= MATERIAL PROVIDED =
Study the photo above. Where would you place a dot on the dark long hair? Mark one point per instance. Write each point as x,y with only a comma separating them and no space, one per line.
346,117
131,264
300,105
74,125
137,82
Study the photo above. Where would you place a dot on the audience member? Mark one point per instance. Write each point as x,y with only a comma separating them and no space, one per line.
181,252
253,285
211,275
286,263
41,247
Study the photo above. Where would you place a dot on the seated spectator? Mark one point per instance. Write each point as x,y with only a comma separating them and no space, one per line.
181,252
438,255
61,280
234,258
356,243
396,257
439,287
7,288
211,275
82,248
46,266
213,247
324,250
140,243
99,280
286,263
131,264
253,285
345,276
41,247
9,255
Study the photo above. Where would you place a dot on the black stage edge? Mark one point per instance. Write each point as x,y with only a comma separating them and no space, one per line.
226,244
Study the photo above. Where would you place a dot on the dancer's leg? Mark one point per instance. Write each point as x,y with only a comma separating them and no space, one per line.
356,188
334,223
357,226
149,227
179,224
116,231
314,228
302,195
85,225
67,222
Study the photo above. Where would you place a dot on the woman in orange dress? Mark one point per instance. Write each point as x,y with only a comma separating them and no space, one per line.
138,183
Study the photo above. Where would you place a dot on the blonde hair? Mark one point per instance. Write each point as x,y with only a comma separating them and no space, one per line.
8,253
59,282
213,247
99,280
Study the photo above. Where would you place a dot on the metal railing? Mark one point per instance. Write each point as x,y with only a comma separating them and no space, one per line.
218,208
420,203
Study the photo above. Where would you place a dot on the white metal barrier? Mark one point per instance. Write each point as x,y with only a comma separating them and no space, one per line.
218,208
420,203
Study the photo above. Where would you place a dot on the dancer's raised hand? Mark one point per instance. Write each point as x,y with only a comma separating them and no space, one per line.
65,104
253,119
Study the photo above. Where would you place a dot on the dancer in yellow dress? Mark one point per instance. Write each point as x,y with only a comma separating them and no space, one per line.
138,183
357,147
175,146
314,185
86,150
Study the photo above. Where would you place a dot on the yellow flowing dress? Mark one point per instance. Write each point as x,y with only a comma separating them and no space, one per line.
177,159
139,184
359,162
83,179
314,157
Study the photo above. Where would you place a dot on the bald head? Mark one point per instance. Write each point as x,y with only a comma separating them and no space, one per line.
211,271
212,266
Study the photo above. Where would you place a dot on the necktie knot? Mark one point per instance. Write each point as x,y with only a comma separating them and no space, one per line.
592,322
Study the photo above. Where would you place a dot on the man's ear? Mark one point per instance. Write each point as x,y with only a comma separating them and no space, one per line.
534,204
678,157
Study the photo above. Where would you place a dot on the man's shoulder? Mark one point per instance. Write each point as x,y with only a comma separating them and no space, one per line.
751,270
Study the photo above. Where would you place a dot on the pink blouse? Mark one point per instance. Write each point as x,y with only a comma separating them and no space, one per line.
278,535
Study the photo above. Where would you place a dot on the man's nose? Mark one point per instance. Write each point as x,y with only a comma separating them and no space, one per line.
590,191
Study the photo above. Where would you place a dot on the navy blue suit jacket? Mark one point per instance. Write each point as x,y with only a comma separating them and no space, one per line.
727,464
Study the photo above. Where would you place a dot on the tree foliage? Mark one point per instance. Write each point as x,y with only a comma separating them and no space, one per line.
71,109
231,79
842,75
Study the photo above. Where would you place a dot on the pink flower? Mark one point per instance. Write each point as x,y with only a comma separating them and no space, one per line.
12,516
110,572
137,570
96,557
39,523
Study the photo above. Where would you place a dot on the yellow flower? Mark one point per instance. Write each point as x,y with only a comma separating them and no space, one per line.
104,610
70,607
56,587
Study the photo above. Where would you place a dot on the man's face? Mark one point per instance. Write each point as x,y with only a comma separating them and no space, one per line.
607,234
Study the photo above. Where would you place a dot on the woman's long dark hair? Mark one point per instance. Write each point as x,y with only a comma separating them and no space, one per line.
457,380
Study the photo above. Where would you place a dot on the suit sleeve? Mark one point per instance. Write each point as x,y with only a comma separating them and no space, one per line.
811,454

= THE PROBLEM =
The answer must be all of the entries, restated exactly.

= WRITTEN SOLUTION =
Study the photo above. Where would you place a dot on the dark long hair? Mark one point per instance. Write each point as x,y with only a comma separating them and no space, one per line.
346,117
131,264
300,105
74,125
137,82
Study the photo above. Where would you place a dot on the audience member? Mark one point per instance. Write each point as x,y with only a comma separating them and no space, one per line.
181,252
253,285
211,275
286,263
41,247
Study the photo above. Where would you place a dot on the seated spectator? Mark one point per instance. Write each point as x,y with only a comma separating them and no space, one per line.
181,252
438,255
61,280
234,258
356,243
396,257
439,287
7,288
211,275
82,248
46,266
213,247
324,250
140,243
99,280
286,263
131,264
253,285
345,276
41,247
9,255
Study the photo above. Where would you place a dot on the black stage edge? Mark one point per instance. Write each point as x,y with only a comma separating them and no space, one per line.
226,244
Study the photo above. Where would you place a dot on the dancer's leg? Mark one point per instance. Write each point as x,y with only a comma separating them and no space, one per line.
356,188
334,223
357,226
149,227
179,224
116,231
314,228
302,195
85,225
67,222
Study the photo above. Where would you place a dot on the woman in orange dress? Mark one point per instance. Write each point as x,y with only a comma separating them and no space, one per line.
138,183
Study the photo above. Where would you place a dot on the blonde hair? Mark one point per instance. Write each point as x,y with only a comma separating them and no space, one per line.
8,253
59,282
213,247
99,280
Study the photo above. Where would you place a dot on the metal railing? Mark one point per instance. Write each point as x,y with only a comma separating them and no space, one per line.
218,208
420,203
Study the photo above. Where would you place a dot on the white metal barrier? Mark one point per instance. Write each point as x,y with only a comma separating them and no space, one per line.
218,208
420,203
Study the photo above. Where would you place a dot on the dancer's raised hand? Mark one point per instance. Write each point as x,y with only a comma separating them and no space, one per line.
65,104
253,119
Study the photo above. Where would you place a dot on the dancer in yellow dress? Mark one point per instance. Write each point as x,y with only a comma separating them and no space, one per line.
138,183
357,147
175,146
314,185
86,150
Study the photo above. Where would you place a dot on the yellow flowing dress? Mark one point per instance. Write each point as x,y with only a comma separating them and no space, one per line.
177,159
139,184
359,162
83,179
314,157
Study the photo above. Where would you place a dot on the bald head? Mark one point per instance. Write each point as x,y with only a comma separating them and no space, one per line.
211,271
212,266
Study the photo above. Where would you place a dot on the necktie knot? Mark one point per instance. Write each point as x,y with only a comma separating them and no space, one per line.
592,322
Study the photo above. Where would you place a dot on the man's ear? Mark one point per instance. Write each point as x,y with only a comma separating them and no space, one per line.
534,204
678,157
Study the photo above. Where would you place a dot on the man's shoulder? Mark one point per instance. Write each point as x,y with only a comma separating them and no space, one per line.
751,270
Study the photo above. Where would you place a dot on the pink blouse? Mark one point per instance. Write each point as x,y with only a comma separating them and no space, one per line.
278,535
Study the photo above. Where would you place a dot on the man's nose? Mark one point per instance. Write each point as x,y with only a comma separating them and no space, one per line.
590,191
Study the photo above. Where would you place a dot on the navy blue suit jacket? Mark one point per instance. Write each point as x,y with only a comma separating them and no space, one per line.
727,464
Study the photo above. Where would you place a dot on the tree foliage? Mark one point per instance. Write each point as x,y with only a comma separating them and no space, one per line.
71,109
231,79
842,75
Study the photo above. Where would you place a dot on the pink flower? Mark one point per instance. Write each point as x,y with only a comma separating them and no space, one per line.
12,516
110,572
137,570
96,557
39,523
Study the photo above. Where would you place a dot on the yellow flower? Mark one point per instance. Write each point as x,y with only a comma separating them and no space, one per line.
104,610
70,607
56,587
Study the photo above. Where would you place a dot on the man's face? Mark one point per instance. Write each point as x,y with only a comma separating them and no space, one per line.
607,234
Study the photo above. Where would you place a dot on the woman's long dark hair? Mark one point per instance. Write each point as x,y with only a comma separating them and no space, one per line.
457,380
Study the photo above. Where would you place a dot on the suit sleeve? Mark one point per instance. Write each point as x,y with only a comma separating them and no space, one per line.
811,454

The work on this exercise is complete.